Arrange the entries from the line with "the foliage, each" to the line with "[(362, 150), (62, 37)]" as a Markdown table with the columns Row and Line, numbering each line in order and leaving out blank lines.

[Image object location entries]
* * *
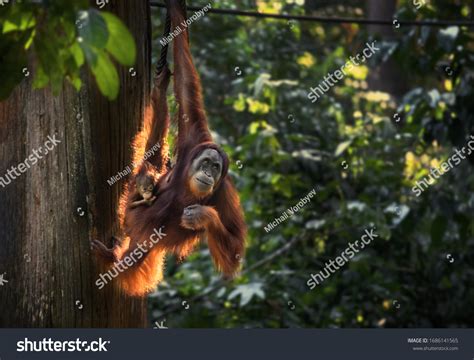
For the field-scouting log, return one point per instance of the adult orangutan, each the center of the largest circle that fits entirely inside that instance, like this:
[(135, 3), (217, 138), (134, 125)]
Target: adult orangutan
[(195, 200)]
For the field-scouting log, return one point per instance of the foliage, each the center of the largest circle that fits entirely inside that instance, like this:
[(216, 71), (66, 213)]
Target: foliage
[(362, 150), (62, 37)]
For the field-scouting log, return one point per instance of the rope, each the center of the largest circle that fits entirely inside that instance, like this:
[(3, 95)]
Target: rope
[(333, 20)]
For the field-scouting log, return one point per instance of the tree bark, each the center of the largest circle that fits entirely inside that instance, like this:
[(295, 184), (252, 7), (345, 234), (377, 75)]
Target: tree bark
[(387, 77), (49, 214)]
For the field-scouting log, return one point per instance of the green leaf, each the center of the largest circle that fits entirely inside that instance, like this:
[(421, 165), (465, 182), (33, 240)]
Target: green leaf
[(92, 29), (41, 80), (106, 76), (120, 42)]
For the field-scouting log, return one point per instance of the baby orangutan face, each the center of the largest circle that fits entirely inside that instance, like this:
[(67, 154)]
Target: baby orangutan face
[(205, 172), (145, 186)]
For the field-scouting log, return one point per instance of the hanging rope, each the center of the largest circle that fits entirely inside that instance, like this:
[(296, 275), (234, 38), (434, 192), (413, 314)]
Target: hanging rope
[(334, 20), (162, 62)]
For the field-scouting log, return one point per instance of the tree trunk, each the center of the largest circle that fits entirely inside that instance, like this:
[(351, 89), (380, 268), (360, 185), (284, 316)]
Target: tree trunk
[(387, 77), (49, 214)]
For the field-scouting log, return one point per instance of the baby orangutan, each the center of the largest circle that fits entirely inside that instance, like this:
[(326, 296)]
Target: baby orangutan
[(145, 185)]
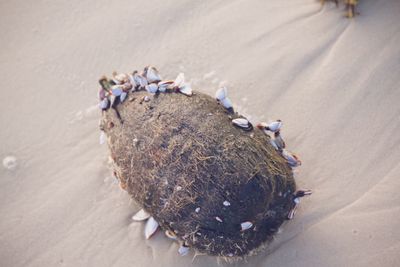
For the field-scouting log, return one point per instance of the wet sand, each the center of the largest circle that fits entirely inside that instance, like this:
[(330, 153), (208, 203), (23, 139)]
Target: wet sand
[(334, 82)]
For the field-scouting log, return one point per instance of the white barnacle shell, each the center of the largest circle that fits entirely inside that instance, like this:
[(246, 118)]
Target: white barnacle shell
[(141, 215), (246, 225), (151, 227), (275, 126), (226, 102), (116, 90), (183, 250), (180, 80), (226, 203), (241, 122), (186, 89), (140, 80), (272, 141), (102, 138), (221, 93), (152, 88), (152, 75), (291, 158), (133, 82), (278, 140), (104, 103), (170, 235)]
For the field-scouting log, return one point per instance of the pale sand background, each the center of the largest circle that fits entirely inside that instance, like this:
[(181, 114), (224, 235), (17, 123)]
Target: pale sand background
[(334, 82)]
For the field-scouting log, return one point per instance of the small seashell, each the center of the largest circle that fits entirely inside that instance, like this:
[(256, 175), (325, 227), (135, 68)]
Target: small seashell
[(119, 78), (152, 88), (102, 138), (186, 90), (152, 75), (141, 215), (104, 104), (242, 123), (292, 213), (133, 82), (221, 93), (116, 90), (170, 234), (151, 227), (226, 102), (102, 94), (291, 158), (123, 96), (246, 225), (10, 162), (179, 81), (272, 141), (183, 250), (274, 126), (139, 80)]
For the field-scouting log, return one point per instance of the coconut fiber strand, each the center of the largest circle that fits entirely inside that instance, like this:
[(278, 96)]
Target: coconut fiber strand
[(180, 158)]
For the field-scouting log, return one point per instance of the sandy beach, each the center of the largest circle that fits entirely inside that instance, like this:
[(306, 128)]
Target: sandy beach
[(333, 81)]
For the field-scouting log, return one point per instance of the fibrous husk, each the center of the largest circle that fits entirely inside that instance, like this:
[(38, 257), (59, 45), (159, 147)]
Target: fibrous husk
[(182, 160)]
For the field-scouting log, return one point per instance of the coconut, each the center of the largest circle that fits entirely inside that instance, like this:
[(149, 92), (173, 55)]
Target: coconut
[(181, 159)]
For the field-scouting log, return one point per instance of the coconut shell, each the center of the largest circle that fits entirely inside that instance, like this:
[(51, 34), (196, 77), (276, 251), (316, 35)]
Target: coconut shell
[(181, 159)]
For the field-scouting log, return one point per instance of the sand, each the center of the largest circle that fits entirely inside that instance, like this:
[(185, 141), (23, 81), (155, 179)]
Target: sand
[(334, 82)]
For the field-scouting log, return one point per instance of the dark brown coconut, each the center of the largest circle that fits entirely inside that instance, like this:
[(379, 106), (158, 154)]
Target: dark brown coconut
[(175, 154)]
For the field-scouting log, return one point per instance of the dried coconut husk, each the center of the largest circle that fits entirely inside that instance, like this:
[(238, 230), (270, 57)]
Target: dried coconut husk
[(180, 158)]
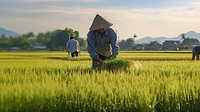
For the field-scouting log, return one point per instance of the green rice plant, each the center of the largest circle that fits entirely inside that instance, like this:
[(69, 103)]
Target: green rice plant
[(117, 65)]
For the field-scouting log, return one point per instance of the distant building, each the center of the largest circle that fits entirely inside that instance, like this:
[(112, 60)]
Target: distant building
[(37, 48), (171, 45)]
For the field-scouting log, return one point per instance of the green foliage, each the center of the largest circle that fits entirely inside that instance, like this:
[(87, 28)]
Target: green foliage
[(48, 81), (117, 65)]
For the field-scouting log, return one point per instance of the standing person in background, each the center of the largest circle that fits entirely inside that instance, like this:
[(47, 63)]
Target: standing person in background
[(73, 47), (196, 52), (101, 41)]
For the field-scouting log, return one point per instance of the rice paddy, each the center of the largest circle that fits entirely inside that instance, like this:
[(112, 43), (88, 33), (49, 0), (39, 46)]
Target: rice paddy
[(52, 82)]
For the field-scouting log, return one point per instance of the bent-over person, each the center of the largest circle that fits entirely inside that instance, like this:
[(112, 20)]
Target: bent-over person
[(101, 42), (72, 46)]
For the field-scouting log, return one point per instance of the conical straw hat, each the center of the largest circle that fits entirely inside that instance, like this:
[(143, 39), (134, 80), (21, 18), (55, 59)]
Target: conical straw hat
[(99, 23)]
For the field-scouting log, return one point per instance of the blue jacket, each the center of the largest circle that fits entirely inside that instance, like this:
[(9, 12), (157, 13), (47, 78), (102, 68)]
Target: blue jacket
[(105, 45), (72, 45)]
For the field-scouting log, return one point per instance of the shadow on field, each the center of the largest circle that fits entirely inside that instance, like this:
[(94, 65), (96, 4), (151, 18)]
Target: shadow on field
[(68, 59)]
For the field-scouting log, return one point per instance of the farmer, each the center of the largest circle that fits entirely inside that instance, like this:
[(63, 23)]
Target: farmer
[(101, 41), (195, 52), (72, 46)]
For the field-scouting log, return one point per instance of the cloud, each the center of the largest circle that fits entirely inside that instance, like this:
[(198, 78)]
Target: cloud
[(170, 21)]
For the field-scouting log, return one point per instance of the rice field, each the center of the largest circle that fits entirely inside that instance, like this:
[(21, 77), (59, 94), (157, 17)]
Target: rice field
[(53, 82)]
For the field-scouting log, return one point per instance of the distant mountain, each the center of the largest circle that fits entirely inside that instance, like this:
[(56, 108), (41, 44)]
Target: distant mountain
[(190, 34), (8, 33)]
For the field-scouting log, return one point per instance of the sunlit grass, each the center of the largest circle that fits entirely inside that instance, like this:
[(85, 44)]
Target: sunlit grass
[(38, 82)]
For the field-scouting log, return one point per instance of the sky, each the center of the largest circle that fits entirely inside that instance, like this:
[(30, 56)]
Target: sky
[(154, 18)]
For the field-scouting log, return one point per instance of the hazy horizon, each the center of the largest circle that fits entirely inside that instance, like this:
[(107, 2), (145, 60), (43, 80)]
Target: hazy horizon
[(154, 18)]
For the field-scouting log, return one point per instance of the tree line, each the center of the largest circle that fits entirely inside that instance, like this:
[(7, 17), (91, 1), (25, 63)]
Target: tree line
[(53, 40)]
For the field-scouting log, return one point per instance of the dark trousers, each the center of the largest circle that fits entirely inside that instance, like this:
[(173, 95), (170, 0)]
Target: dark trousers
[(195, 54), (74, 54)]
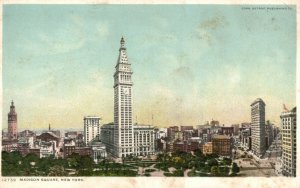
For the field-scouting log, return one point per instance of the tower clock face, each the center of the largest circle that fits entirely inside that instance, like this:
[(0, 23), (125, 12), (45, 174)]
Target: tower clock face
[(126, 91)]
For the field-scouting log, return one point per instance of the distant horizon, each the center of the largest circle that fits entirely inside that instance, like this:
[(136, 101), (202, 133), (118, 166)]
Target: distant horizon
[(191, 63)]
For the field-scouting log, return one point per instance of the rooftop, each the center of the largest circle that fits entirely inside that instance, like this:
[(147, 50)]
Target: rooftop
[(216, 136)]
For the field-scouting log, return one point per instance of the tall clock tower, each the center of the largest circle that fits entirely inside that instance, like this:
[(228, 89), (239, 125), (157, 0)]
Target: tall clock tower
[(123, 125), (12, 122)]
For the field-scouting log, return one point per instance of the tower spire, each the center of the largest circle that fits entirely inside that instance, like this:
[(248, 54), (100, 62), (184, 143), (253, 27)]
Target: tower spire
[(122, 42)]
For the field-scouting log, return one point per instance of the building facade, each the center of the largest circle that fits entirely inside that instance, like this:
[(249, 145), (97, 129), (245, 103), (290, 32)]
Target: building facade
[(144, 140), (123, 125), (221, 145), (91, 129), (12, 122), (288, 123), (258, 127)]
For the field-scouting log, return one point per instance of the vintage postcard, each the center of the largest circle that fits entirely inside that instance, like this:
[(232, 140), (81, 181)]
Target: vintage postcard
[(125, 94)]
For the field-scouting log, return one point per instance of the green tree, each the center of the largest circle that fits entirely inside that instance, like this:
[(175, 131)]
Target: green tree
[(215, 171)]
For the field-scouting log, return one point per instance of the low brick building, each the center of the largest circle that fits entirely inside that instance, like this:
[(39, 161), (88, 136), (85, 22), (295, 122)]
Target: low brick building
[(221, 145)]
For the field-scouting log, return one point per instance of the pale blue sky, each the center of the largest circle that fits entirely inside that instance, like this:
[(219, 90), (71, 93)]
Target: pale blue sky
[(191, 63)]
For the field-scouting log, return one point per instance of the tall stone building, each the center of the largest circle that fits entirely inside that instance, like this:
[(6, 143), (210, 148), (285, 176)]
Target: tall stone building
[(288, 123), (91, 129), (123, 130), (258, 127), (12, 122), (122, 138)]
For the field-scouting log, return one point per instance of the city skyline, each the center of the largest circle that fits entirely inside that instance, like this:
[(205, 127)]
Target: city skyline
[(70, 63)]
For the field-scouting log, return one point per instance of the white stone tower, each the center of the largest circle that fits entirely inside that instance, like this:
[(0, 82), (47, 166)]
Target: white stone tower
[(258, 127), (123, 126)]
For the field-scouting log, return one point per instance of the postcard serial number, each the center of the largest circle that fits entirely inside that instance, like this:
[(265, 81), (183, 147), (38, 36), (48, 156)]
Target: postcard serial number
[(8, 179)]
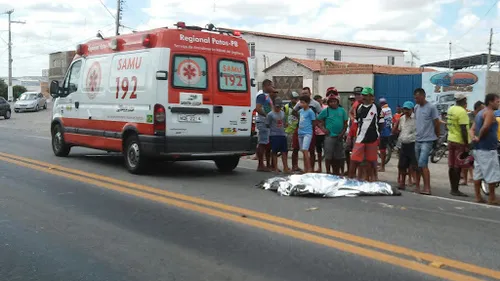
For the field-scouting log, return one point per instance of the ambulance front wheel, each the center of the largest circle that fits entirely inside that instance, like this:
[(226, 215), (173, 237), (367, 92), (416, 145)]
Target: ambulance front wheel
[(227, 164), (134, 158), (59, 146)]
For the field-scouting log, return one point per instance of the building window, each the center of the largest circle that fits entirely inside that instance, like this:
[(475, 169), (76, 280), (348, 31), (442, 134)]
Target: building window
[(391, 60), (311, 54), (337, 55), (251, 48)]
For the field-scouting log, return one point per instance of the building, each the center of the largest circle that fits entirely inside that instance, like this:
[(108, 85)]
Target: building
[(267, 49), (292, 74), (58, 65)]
* * *
CORRECT OUTPUT:
| Row | Line |
|---|---|
| 1 | For the field-scouting log, return one point per instance of the foliage, each the center of the largest circle that fits entirely inside that instance, like this: |
| 2 | [(216, 71), (66, 213)] |
| 3 | Target: foliage |
| 4 | [(362, 150), (62, 37)] |